**Dataset content:**
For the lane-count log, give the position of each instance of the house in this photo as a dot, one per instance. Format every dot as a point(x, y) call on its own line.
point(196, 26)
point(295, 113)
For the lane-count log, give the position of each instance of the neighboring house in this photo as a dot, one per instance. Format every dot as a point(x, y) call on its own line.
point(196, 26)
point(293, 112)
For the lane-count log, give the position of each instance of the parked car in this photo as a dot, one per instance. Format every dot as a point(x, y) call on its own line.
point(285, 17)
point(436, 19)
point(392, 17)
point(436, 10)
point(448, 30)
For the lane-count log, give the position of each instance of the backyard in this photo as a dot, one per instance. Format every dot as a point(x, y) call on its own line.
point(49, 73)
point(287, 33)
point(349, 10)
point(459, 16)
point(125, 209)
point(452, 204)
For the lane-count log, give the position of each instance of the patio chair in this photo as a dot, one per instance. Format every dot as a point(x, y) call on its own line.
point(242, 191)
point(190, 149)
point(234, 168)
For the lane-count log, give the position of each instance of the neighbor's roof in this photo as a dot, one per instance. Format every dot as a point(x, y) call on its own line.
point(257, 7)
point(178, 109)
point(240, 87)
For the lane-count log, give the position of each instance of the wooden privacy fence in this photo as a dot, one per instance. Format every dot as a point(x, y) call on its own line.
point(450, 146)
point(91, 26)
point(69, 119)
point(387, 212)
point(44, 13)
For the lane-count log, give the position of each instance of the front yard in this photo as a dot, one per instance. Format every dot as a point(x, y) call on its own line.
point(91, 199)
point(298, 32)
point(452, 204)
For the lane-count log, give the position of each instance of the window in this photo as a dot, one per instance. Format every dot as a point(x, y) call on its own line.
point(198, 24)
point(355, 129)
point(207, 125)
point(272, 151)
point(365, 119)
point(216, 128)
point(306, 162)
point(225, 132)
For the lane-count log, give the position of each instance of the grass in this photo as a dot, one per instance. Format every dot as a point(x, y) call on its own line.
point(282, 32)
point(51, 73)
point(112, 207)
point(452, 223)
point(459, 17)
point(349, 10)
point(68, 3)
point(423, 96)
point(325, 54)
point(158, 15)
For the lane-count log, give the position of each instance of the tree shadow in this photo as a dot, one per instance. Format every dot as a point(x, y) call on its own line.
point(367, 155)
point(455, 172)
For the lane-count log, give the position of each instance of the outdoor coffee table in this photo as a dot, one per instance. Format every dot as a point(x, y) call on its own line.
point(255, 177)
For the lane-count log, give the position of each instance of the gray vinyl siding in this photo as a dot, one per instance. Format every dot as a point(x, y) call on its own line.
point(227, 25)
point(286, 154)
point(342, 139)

**Task description:** Reproduce all of the entries above verbatim, keeping them in the same order.

**Answer to the exercise:**
For the lane-count log, give the position of each instance of the house in this photo as a dot, one per instance. Format every dot as a point(x, y) call on its own line.
point(196, 26)
point(295, 113)
For the lane-count log, give the position of each instance of the neighboring house in this photo as a dot, one per instance. Format every dot as a point(x, y) call on its own line.
point(196, 26)
point(293, 112)
For the lane-count log, give the position of each instance of the parked car in this photo as a dot, one per instance. Format every dot as a point(x, y) call on its own line.
point(285, 17)
point(436, 19)
point(392, 17)
point(436, 10)
point(448, 30)
For the lane-count log, give the position of each instance of the backyard in this photo as a dot, one per instance. Format every dot as a point(x, y) call on its own line.
point(49, 73)
point(287, 33)
point(349, 10)
point(459, 16)
point(125, 209)
point(452, 204)
For the lane-count log, give the position of each instance of the patio chair in this photo as a dot, one per instance. Format every dot as a point(x, y) call on its own line.
point(242, 191)
point(190, 149)
point(234, 168)
For the lane-count log, give the position of each instance of the neighbor's roof in this photo as a dot, one per instance. Format every dot as a point(x, y) call on its own line.
point(257, 7)
point(178, 109)
point(240, 87)
For the lane-count log, give the position of each instance of the wooden privacy fence in this photo as a dot, one per instance. Format every dot as a point(x, y) call on its own line.
point(450, 146)
point(91, 26)
point(69, 119)
point(387, 212)
point(44, 13)
For the lane-count log, give the position of each instance of the front yard in this photo as a dot, one per instance. Format every dot as a point(x, y) call on its own line.
point(91, 199)
point(298, 32)
point(452, 204)
For the lane-count log, give the position of each instance of the window in this photo as a dot, one per instance. Format every dot as a point(x, y) call on its own line.
point(198, 24)
point(355, 129)
point(207, 125)
point(272, 151)
point(365, 119)
point(216, 128)
point(306, 162)
point(225, 132)
For the lane-count log, give the position of each instance of the grass in this photo as a dot, one per instance. Format every dot as a point(x, y) call on its own line.
point(282, 32)
point(51, 73)
point(112, 207)
point(452, 223)
point(459, 17)
point(349, 10)
point(68, 3)
point(423, 96)
point(325, 54)
point(158, 15)
For the lane-count log, give the position of each instance of the tree shadow in this photo as a dot, one per instance. Format every dot as a point(x, y) call on its own line.
point(367, 155)
point(455, 172)
For the lane-count log, give the position of each instance of the outdoor coffee table in this photo as a dot, one per instance. Format every dot as a point(x, y) call on its own line.
point(255, 177)
For the lane-count log, give the position of each instance of the gray vinyl siding in this photo as a dot, one per instance. Format every dot as a point(x, y) call on its own line.
point(227, 25)
point(286, 154)
point(342, 139)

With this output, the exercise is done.